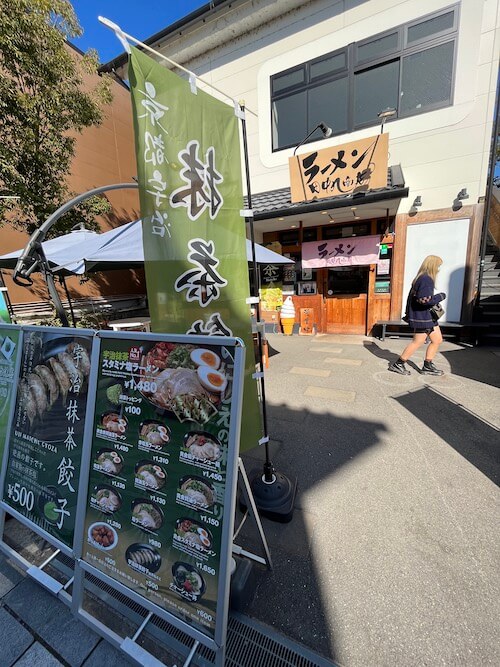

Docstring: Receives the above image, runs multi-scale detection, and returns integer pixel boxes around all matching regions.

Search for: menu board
[0,324,20,465]
[82,334,241,638]
[3,327,93,549]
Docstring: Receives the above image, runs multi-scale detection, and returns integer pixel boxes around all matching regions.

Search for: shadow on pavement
[393,387,500,486]
[237,404,386,661]
[441,347,500,388]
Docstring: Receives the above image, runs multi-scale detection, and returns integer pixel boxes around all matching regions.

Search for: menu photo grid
[82,336,240,638]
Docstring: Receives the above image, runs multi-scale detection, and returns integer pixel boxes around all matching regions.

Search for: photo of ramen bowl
[91,484,122,514]
[179,475,217,509]
[125,542,161,573]
[139,419,171,450]
[183,431,222,462]
[100,410,128,435]
[87,521,118,551]
[135,459,167,491]
[172,561,206,601]
[37,486,62,526]
[137,342,227,424]
[175,517,213,552]
[131,498,164,532]
[94,449,123,475]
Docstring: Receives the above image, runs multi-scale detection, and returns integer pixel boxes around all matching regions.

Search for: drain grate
[57,573,336,667]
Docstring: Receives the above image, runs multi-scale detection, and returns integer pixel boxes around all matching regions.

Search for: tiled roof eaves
[252,187,409,220]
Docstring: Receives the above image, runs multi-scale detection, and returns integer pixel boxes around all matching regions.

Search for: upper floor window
[271,5,458,151]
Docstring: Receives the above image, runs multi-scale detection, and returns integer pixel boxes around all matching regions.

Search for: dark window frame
[269,4,460,153]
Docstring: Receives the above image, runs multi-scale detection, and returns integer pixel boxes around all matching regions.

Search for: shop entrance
[323,266,370,334]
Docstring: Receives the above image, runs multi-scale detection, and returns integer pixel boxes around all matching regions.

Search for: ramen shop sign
[288,134,389,202]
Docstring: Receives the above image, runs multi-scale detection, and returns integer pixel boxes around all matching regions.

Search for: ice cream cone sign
[280,296,295,336]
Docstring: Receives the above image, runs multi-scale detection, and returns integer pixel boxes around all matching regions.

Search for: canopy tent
[0,220,294,275]
[0,229,103,275]
[85,220,294,271]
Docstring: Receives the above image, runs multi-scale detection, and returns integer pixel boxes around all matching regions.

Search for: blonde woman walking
[389,255,446,375]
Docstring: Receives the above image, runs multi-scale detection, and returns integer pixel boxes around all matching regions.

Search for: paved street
[0,335,500,667]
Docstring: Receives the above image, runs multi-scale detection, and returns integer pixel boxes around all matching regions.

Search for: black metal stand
[240,105,297,523]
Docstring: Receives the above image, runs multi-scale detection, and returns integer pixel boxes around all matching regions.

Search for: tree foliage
[0,0,111,234]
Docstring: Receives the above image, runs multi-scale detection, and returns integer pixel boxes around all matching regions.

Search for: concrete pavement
[0,335,500,667]
[238,336,500,667]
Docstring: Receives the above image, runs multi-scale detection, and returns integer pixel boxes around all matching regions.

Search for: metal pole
[240,104,275,482]
[476,67,500,306]
[60,276,76,327]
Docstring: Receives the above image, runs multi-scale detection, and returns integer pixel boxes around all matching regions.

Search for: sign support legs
[233,457,273,570]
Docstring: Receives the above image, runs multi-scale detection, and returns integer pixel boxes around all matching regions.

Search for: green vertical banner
[129,48,262,451]
[0,324,20,466]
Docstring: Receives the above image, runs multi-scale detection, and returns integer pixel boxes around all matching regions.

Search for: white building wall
[159,0,500,212]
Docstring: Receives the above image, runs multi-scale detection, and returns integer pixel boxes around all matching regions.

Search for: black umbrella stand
[240,105,297,523]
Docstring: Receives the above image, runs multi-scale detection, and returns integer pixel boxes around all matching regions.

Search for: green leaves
[0,0,111,234]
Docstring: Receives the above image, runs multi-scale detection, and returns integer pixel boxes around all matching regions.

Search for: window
[271,5,458,151]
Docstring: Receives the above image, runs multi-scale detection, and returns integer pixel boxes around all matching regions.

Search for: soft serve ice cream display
[280,296,295,336]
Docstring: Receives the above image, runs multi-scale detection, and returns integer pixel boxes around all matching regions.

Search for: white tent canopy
[0,220,294,275]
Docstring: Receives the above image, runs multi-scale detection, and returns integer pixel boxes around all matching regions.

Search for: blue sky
[72,0,207,63]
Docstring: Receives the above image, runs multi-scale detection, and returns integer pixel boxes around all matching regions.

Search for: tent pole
[59,276,76,328]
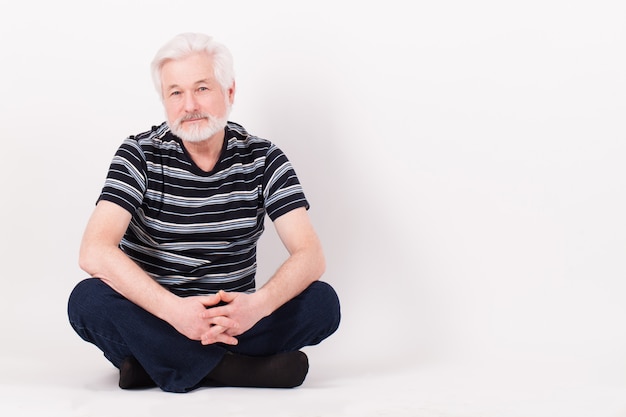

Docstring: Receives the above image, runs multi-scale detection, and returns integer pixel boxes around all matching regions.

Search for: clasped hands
[170,291,263,345]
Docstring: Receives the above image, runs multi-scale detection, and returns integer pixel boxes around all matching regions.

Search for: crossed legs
[68,278,340,392]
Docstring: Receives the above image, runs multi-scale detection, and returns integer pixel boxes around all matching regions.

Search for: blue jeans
[68,278,340,392]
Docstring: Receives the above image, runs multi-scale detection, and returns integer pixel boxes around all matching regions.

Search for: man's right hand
[168,293,238,345]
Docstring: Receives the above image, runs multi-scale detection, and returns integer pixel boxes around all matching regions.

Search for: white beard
[170,112,229,142]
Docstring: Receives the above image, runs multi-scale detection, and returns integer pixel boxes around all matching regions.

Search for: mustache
[176,113,211,123]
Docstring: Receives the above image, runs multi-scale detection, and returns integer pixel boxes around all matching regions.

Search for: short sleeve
[98,138,147,214]
[263,145,309,221]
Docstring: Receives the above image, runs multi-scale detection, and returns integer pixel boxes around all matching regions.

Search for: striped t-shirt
[99,122,309,296]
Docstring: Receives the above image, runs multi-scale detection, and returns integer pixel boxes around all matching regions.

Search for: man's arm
[202,207,326,344]
[79,201,237,344]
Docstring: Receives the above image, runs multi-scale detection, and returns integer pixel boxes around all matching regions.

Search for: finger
[200,306,230,319]
[200,326,239,345]
[209,316,239,329]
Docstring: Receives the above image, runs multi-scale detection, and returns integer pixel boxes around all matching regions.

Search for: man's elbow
[78,240,102,277]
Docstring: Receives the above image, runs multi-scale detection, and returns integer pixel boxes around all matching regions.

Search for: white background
[0,0,626,410]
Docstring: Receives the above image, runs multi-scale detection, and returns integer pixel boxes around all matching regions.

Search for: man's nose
[185,94,198,112]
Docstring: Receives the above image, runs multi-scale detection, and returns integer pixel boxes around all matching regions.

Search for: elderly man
[68,33,340,392]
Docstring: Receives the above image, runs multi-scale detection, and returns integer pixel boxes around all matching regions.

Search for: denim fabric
[68,278,340,392]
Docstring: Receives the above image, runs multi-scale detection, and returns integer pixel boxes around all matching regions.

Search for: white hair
[150,33,235,98]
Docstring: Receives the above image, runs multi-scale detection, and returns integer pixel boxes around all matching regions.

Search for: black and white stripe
[99,122,309,295]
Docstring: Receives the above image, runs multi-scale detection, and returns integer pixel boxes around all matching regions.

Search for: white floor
[0,350,626,417]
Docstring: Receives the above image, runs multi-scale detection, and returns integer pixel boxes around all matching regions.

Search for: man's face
[161,53,235,142]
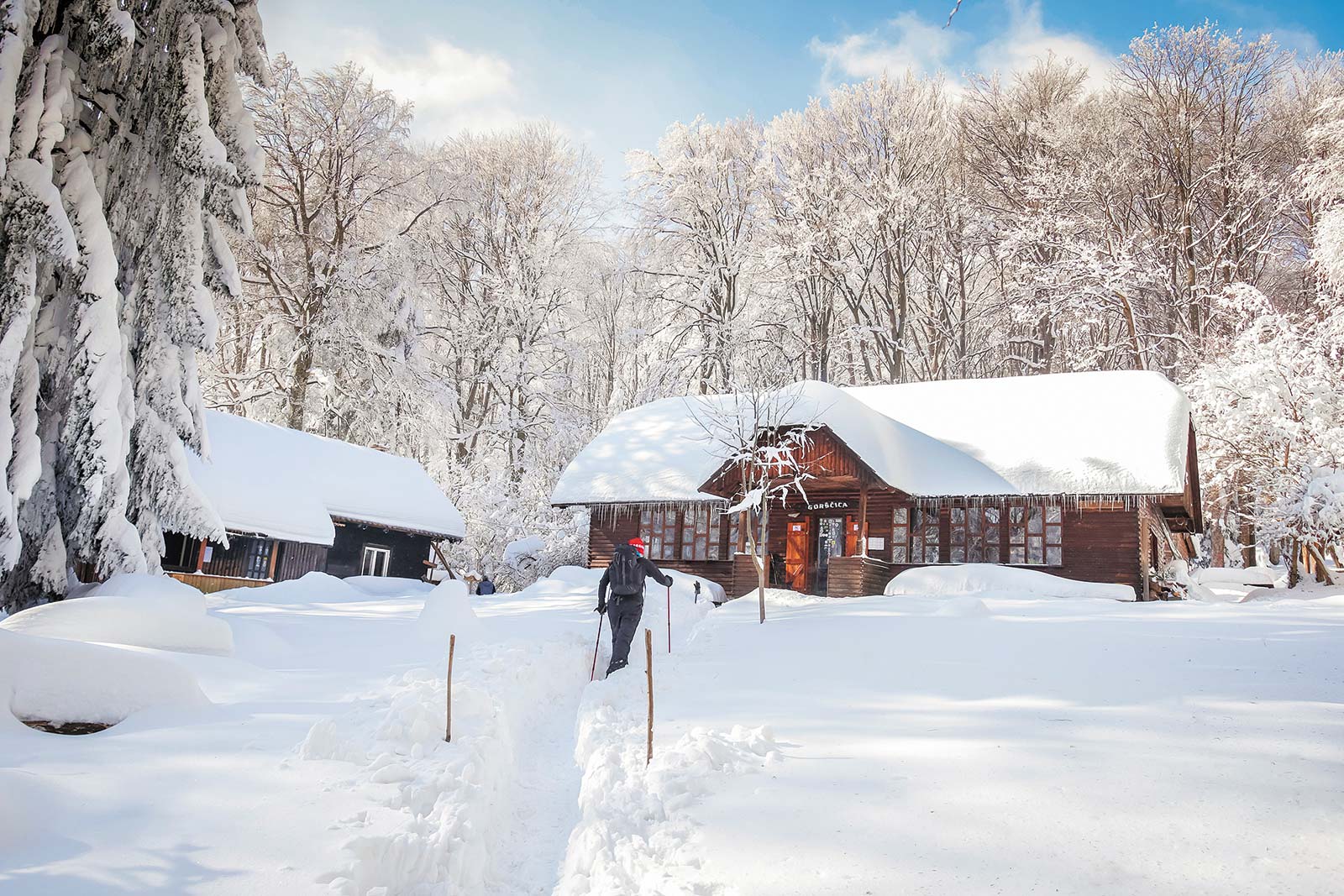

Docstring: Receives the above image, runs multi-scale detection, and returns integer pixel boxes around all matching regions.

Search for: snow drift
[418,579,481,645]
[883,563,1136,600]
[0,572,234,654]
[0,629,208,724]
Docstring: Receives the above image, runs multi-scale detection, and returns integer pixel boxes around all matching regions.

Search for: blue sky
[260,0,1344,188]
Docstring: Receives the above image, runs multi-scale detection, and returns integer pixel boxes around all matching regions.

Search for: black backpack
[606,544,643,596]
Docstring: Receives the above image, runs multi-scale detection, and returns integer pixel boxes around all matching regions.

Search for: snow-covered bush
[1187,285,1344,572]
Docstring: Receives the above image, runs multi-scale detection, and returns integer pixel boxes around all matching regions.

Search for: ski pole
[589,612,606,681]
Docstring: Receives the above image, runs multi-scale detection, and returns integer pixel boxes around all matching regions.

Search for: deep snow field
[0,569,1344,896]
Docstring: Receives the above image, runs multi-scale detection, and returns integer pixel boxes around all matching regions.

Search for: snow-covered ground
[0,569,1344,896]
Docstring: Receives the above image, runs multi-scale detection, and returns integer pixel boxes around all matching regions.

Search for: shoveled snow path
[492,669,586,896]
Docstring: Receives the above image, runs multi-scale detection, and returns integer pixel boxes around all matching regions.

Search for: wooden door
[784,517,811,594]
[844,515,863,558]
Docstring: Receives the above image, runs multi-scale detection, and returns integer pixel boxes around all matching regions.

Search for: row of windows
[640,506,739,560]
[640,505,1064,567]
[891,505,1064,567]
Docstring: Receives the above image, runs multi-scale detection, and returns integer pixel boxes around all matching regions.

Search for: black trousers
[606,594,643,674]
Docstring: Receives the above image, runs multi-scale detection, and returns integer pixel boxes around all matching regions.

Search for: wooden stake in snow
[643,629,654,766]
[444,634,457,743]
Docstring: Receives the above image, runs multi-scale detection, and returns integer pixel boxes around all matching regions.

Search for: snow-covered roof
[188,411,466,544]
[551,372,1189,504]
[847,371,1189,495]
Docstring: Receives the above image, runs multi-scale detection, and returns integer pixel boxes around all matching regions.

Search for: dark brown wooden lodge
[556,370,1203,600]
[149,411,464,592]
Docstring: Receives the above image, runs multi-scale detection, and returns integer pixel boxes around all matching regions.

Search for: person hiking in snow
[594,538,672,674]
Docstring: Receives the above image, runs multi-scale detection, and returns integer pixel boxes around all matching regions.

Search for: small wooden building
[553,372,1203,599]
[163,411,465,592]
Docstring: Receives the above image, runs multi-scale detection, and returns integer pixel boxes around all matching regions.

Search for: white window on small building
[359,544,392,575]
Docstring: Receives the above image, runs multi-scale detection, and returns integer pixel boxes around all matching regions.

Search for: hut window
[1008,505,1064,565]
[640,508,677,560]
[910,508,938,563]
[949,508,966,563]
[1046,506,1064,567]
[891,508,910,563]
[359,544,392,575]
[949,506,1003,563]
[244,538,271,579]
[683,505,717,562]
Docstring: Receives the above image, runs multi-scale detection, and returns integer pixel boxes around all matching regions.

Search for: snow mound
[0,629,208,726]
[555,674,781,896]
[1194,567,1278,587]
[417,579,481,645]
[0,572,234,654]
[213,572,370,605]
[341,575,434,598]
[932,598,990,619]
[504,535,546,567]
[738,589,827,607]
[883,563,1134,600]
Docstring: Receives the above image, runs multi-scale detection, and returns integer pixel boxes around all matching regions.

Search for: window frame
[910,506,942,565]
[1004,504,1064,569]
[359,544,392,579]
[891,505,910,565]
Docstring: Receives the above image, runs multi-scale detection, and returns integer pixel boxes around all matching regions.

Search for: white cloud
[809,0,1114,90]
[809,9,961,89]
[1270,29,1321,59]
[273,27,524,141]
[974,0,1116,85]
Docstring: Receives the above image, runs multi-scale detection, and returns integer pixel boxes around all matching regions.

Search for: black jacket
[596,553,672,605]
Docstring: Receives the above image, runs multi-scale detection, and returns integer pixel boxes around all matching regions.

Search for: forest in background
[203,24,1344,585]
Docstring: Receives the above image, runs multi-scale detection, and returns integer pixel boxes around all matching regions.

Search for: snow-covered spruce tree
[0,0,266,610]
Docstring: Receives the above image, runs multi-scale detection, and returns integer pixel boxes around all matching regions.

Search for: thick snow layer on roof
[190,411,466,544]
[551,381,1013,504]
[845,371,1189,495]
[551,372,1189,504]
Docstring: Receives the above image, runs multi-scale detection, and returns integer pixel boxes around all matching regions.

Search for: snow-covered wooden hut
[163,411,466,591]
[551,371,1203,598]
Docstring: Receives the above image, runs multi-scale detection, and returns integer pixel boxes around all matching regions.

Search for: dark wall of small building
[327,522,430,579]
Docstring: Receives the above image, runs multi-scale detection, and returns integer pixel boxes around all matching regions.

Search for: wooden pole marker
[444,634,457,743]
[643,629,654,766]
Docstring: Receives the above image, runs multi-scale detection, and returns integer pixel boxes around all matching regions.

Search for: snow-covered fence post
[643,629,654,766]
[444,634,457,743]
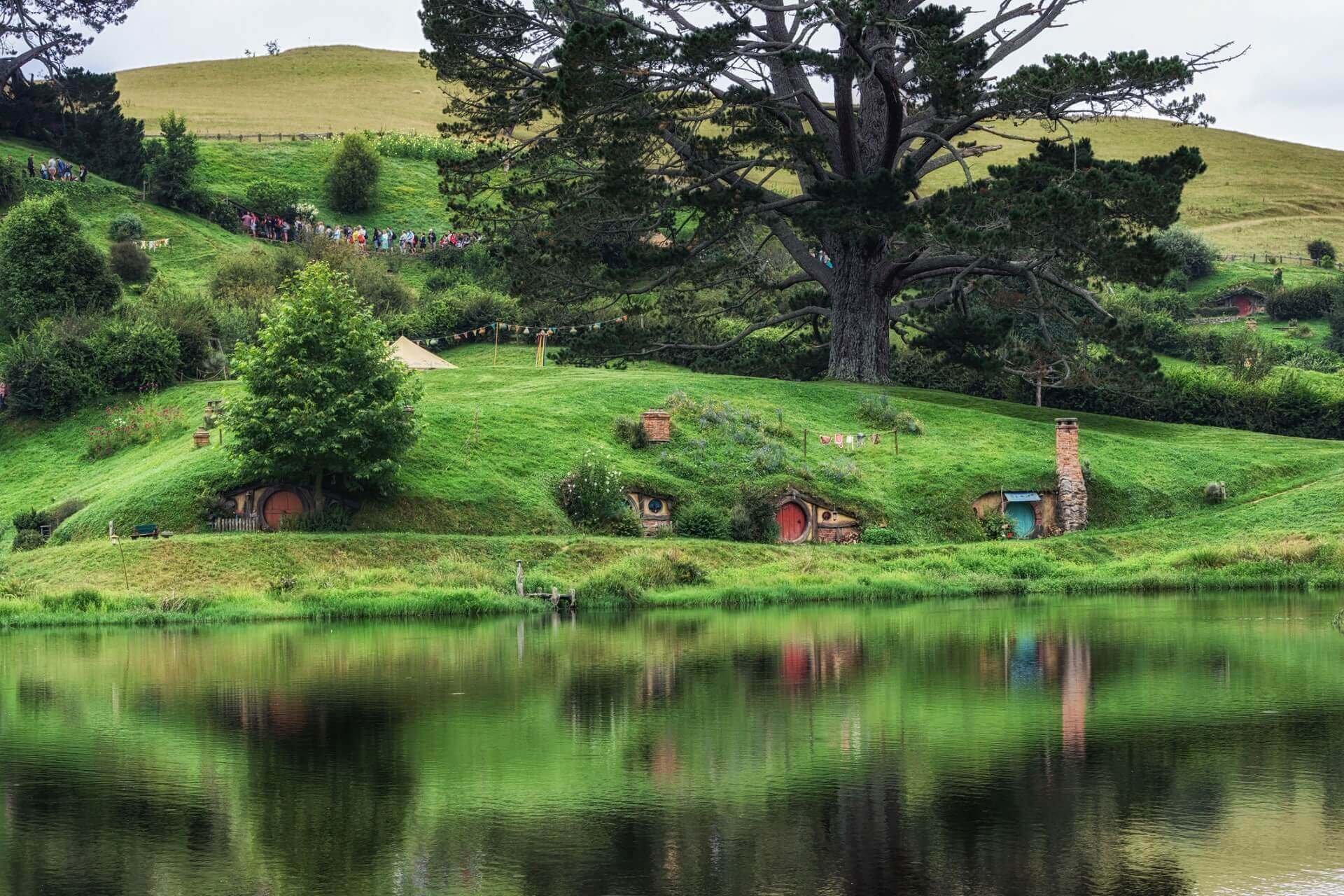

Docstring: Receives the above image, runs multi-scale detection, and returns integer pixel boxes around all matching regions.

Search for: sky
[79,0,1344,149]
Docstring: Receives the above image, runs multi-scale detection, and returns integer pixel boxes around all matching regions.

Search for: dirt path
[1247,470,1344,506]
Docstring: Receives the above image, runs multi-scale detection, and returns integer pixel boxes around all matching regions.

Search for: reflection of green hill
[0,598,1344,892]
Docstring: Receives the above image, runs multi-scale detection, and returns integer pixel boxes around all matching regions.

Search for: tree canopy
[228,262,419,509]
[421,0,1224,382]
[0,0,137,88]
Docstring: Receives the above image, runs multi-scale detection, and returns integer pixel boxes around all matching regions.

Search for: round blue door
[1004,501,1036,539]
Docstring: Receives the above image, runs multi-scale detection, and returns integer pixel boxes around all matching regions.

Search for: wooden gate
[262,491,304,529]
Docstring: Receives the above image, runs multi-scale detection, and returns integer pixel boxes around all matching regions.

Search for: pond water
[0,595,1344,896]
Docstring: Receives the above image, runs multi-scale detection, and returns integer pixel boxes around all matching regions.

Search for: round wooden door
[1004,501,1036,539]
[776,501,808,541]
[260,491,304,529]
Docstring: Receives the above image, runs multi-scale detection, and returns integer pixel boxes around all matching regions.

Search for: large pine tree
[421,0,1222,382]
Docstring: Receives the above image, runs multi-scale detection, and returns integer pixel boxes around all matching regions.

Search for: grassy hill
[0,346,1344,617]
[118,47,1344,254]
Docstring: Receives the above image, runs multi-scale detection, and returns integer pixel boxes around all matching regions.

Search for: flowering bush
[85,400,183,459]
[555,450,629,529]
[368,132,473,161]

### What is required
Reproduce the items above verbatim, starting at the first item and ending at the line that contains "[82,336,240,638]", with both ends included. Omit the pictures from your copy.

### Written answer
Docstring: Receives the above image, runs multi-scale detection, and returns integer pixel boxes around all matching regions.

Search for: menu board
[0,324,20,465]
[82,334,241,638]
[3,327,93,549]
Docstring: Receives the above image, runs multi-scale detection, and returns integer pixel boxes around all matching regions.

Search for: shadow on pavement
[393,387,500,486]
[237,404,386,661]
[441,347,500,388]
Docstring: Receives the above image, runs multi-scale detection, and returns integer pixel boxes around all matching regions.

Search for: menu photo grid
[82,336,240,638]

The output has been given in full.